Just last week, I received the following email:
Hi! I'm doing a genetics project on cystic fibrosis. Each member of the group has a different role and I have "patient." I read in your blog that your husband has CF. I was hoping you could tell me some things the websites didn't and your blog didn't..like how cf effects both his and your emotions and what toll it takes on married life and mental well being. if you could write back, I'd appreciate it! Thanks!
Yes, I can answer to the individual back in an email but how will that help all of the other people out there dealing with this disease. So, I figure - why not answer in on my blog. :)

## Problems and tasks
1. Summarize the blog excerpt in two sentences.
2. Please rewrite the blog excerpt starting with "Just last week, I" and going on through "appreciate it! Thanks!", swapping "email" for "message".
3. Answer these questions about the blog excerpt.
(a) What role does the email's sender have in the group project?
(b) Who in the writer's family has CF?
(c) Where does the writer decide to answer the email?

## Given information
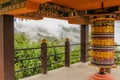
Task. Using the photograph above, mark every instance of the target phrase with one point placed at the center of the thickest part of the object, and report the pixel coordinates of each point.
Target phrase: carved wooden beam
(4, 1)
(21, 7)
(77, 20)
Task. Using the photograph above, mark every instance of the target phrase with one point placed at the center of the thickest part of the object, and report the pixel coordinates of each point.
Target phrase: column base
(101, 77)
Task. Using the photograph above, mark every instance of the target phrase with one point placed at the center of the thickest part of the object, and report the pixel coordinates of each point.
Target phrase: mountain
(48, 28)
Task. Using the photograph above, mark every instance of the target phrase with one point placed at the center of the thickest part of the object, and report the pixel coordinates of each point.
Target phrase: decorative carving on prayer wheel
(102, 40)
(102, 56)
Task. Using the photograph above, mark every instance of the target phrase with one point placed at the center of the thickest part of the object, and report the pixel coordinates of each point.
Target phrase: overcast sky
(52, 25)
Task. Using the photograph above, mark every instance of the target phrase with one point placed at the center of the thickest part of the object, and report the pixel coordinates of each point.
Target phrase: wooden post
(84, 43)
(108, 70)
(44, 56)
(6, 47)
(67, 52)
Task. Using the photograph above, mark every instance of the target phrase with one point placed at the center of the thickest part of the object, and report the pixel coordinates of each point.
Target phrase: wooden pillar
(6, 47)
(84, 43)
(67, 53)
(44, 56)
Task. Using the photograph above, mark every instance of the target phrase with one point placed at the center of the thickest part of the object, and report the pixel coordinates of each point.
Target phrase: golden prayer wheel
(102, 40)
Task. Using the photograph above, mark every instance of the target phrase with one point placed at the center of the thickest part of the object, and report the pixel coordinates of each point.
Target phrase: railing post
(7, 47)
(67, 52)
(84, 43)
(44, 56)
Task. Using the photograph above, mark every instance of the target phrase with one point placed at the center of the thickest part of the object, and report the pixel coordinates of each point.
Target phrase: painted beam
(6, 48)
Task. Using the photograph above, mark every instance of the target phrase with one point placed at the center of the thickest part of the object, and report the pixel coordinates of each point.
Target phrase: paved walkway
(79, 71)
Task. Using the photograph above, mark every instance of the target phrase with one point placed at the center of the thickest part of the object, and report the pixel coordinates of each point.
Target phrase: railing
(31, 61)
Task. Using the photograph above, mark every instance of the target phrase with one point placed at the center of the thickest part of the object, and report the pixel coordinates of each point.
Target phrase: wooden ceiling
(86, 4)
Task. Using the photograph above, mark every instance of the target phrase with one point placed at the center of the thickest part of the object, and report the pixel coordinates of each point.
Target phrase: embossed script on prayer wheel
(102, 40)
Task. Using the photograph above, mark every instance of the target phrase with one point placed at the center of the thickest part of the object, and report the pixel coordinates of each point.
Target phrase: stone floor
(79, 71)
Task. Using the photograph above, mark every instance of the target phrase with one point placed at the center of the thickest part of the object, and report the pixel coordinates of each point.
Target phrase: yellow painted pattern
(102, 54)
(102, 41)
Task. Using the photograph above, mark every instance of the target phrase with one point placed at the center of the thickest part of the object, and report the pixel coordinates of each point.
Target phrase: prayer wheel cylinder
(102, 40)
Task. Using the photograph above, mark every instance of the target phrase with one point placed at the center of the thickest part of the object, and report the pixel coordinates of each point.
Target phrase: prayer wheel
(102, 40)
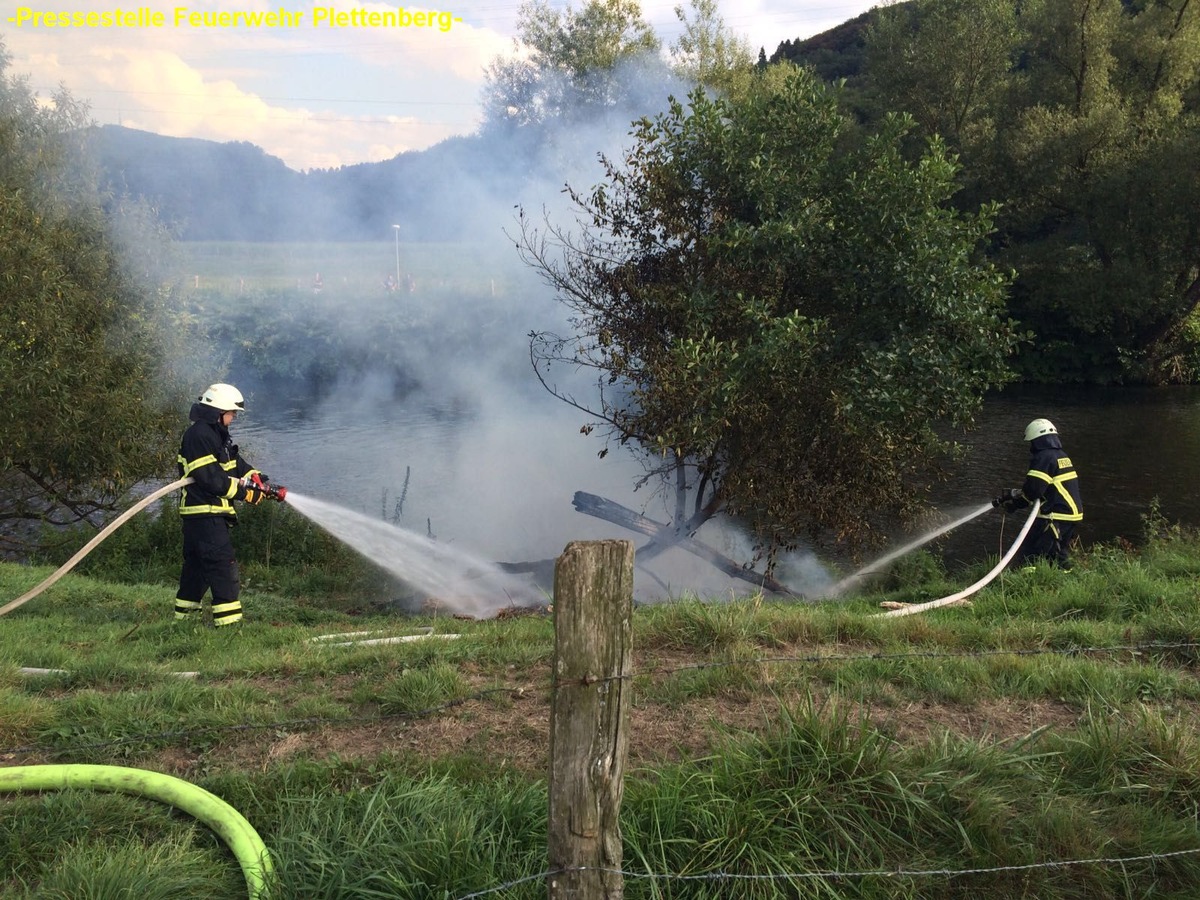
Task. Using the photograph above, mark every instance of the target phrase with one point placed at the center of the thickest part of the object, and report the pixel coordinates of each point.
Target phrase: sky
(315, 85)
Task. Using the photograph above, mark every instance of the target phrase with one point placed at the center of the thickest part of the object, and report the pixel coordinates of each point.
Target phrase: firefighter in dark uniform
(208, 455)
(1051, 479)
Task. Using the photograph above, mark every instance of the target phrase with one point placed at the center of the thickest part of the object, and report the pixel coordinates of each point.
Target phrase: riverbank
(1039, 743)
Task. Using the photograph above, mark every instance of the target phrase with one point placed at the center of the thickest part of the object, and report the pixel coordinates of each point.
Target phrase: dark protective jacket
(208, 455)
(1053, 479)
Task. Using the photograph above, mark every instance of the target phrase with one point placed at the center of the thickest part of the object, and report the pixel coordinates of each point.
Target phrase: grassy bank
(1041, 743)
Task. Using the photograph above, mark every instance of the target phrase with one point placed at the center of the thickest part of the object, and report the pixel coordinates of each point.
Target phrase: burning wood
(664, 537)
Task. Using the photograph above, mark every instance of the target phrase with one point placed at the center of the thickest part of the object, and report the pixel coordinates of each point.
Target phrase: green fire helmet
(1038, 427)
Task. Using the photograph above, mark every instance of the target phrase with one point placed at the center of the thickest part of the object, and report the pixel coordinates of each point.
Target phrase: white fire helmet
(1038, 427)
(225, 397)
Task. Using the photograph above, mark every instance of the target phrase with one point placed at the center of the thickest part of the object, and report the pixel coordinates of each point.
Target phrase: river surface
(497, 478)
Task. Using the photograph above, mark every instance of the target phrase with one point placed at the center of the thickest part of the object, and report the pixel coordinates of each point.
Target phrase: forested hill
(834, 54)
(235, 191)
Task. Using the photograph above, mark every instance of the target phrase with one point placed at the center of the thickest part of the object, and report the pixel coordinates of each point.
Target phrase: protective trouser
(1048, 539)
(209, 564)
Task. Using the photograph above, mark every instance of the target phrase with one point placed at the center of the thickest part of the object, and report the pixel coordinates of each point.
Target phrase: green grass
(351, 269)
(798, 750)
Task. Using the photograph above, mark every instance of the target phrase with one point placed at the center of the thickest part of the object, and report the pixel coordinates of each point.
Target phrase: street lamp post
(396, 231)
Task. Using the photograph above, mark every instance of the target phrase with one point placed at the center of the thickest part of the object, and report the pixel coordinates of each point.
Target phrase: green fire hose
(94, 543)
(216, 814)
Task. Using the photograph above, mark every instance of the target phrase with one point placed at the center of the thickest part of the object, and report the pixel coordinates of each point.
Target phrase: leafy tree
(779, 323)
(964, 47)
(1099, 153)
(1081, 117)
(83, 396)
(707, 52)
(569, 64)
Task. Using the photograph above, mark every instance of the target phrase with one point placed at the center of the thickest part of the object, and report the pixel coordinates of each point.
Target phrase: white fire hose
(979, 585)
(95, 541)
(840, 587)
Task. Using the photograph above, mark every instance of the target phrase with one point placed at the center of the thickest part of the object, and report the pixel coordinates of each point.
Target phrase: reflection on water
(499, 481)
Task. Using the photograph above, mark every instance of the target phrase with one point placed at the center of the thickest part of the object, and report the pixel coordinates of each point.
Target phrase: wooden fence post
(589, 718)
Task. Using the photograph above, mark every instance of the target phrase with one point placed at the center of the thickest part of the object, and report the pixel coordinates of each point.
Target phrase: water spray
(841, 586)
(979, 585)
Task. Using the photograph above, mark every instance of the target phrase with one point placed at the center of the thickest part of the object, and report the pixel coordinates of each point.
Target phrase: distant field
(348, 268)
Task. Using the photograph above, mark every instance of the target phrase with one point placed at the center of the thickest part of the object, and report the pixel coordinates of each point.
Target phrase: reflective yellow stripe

## Task results
1. The writer received an email last week from someone doing a group genetics project on cystic fibrosis with the role of "patient," who had read on the blog that the writer's husband has CF. The sender asked how CF affects both spouses' emotions, married life, and mental well-being, and the writer chose to answer on the blog instead of by email so the answer could help others dealing with the disease.

2.
Just last week, I received the following message:
Hi! I'm doing a genetics project on cystic fibrosis. Each member of the group has a different role and I have "patient." I read in your blog that your husband has CF. I was hoping you could tell me some things the websites didn't and your blog didn't..like how cf effects both his and your emotions and what toll it takes on married life and mental well being. if you could write back, I'd appreciate it! Thanks!

3.
(a) "Patient."
(b) The writer's husband.
(c) On the blog.